(MATERIAL PROVIDED)
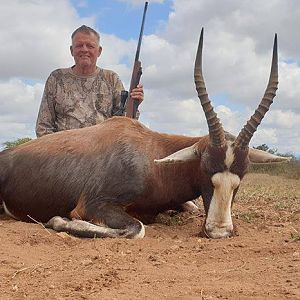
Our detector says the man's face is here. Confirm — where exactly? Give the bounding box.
[70,32,102,69]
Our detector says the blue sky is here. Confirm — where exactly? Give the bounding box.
[72,0,171,39]
[0,0,299,155]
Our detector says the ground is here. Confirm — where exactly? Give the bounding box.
[0,173,299,300]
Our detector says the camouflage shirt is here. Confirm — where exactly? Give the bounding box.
[36,67,125,137]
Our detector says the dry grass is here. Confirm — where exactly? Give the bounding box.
[249,161,300,179]
[291,231,300,241]
[235,172,300,242]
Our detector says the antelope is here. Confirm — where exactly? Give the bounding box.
[0,29,289,239]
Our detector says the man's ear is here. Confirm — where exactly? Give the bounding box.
[70,45,74,57]
[98,46,102,57]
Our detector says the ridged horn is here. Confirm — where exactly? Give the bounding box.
[235,34,278,149]
[194,28,225,147]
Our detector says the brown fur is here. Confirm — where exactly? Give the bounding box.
[70,194,87,220]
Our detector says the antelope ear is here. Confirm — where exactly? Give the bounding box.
[154,144,199,165]
[249,148,292,163]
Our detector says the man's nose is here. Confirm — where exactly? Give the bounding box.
[81,44,88,51]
(End MATERIAL PROVIDED)
The entries above must be restated exactly in the answer, and the pictures left out.

Our detector says the man's face is here. Confirm — where exactly? Give the bounding box.
[70,32,102,69]
Our detector says the blue sky is here. Confirm — where exactly? Give the bounding box.
[72,0,171,39]
[0,0,299,155]
Our detector says the ground is here. Confirm — where exactly? Give the bounding box.
[0,173,299,300]
Our detector says the camouflage shirt is here. Confirm — where exactly? Give the bounding box.
[36,67,125,137]
Our detector says the dry grass is here. Confirm — where exactly? Give the bounding box.
[249,161,300,179]
[291,231,300,241]
[235,172,300,242]
Our detector says the antelope is here. Confirm — where exactly? Give the bounding box.
[0,29,289,239]
Our detector says the man's ear is here. Confirm — where exactly? Give the bounding box.
[70,45,74,57]
[98,46,102,57]
Our detector says the ridged horn is here. Confirm — where exactly? Give the bounding box.
[235,34,278,149]
[194,28,225,147]
Our detector says the brown fur is here. Confirm — where exactly? Give the bounding box.
[70,194,87,220]
Our detector says the antelope ear is here. Confirm — where exactly? Give the bounding box.
[154,144,199,165]
[249,148,292,163]
Our detector says the man's nose is here. Confirm — where exactly? Give the bounding box.
[81,44,88,51]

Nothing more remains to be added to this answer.